# Goal
Return exactly the lines that run from the one containing "Task: the component shall indicate the stainless" to the end of the entries, with both ends included.

[Pointing records]
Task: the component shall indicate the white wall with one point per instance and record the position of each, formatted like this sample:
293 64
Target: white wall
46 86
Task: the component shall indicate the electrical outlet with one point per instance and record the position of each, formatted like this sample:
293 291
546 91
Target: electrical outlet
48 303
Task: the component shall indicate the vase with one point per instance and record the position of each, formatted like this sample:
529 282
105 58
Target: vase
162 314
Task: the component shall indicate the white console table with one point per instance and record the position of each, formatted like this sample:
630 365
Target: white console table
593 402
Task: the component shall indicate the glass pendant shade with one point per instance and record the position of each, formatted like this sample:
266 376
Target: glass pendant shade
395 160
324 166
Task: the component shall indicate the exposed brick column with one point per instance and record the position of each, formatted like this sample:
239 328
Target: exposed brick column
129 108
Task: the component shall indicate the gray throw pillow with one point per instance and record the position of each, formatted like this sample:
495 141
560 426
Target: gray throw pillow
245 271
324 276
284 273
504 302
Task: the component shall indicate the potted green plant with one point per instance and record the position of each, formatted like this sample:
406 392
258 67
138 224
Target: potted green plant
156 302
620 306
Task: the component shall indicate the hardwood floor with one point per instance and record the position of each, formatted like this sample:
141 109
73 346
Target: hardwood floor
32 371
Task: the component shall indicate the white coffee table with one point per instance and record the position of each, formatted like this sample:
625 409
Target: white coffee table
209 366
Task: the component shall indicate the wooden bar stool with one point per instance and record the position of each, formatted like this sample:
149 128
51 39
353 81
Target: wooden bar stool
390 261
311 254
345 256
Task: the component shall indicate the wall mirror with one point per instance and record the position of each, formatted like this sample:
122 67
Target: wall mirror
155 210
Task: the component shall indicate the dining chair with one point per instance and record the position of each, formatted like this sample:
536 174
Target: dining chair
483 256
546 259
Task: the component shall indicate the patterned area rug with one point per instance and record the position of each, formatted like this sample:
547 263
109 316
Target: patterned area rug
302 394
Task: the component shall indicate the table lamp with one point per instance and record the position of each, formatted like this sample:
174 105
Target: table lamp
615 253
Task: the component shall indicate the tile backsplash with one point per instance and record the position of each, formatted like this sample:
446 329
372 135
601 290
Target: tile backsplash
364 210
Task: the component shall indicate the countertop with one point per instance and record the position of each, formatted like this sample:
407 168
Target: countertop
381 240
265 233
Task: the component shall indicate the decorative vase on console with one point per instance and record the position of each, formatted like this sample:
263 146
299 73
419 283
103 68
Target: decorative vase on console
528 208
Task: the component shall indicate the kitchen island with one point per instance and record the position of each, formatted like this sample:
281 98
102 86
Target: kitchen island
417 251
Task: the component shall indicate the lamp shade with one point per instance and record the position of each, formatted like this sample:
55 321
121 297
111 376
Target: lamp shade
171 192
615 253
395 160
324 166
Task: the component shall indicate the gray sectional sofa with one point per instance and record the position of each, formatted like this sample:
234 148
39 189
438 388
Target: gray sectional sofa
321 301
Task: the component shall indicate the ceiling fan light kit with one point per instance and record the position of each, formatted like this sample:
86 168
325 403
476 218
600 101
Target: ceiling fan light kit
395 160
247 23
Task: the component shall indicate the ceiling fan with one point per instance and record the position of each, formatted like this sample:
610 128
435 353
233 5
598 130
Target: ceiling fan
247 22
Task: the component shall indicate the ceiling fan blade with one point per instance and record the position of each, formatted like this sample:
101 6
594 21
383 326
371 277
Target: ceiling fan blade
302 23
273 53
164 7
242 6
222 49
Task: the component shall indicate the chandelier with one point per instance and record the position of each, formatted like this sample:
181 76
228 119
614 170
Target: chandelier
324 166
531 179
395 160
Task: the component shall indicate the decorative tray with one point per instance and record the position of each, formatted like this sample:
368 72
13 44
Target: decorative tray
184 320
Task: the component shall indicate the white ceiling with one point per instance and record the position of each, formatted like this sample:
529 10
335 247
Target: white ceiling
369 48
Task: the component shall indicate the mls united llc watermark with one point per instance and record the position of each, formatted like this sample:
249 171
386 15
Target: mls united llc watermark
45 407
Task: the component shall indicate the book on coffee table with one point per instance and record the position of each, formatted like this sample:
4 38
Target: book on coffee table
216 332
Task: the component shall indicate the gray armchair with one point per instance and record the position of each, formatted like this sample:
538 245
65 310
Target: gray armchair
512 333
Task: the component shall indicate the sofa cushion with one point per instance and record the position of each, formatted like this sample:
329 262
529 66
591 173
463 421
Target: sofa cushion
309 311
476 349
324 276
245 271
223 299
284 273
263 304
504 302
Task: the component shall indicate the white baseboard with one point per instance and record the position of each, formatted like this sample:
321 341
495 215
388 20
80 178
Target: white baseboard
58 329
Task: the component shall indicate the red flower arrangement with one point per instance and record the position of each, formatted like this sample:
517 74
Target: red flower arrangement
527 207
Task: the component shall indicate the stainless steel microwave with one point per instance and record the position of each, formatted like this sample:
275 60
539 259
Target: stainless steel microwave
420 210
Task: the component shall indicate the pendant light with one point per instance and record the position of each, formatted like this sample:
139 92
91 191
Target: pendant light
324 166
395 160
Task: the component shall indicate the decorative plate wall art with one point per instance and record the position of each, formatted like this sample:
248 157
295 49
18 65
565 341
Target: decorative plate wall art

# Solution
Task: the component shall indicate the stainless steel microwave with one point per instance and record the position of each, formatted like this sample:
275 60
539 259
Target: stainless steel microwave
420 210
Task: the component shall indicate the pendant light with one point per instance and record the position of each, formatted like this sample:
139 92
91 191
Target: pendant light
324 166
395 160
Task: the component shall indicate the decorative plate wall art with one point per instance and record the position of each, formatted like this sample:
248 157
295 49
18 65
565 341
Target: decorative plate wall art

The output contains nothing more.